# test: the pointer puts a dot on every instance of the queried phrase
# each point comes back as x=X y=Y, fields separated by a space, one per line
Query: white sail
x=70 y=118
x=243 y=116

_ _ _ _

Quote every one of the entries above word for word, keeping each line as it appears.

# test: the pointer puts a dot on every instance of the queried phrase
# each point comes back as x=X y=Y, fields separated by a space, one per line
Query: white sail
x=70 y=118
x=243 y=116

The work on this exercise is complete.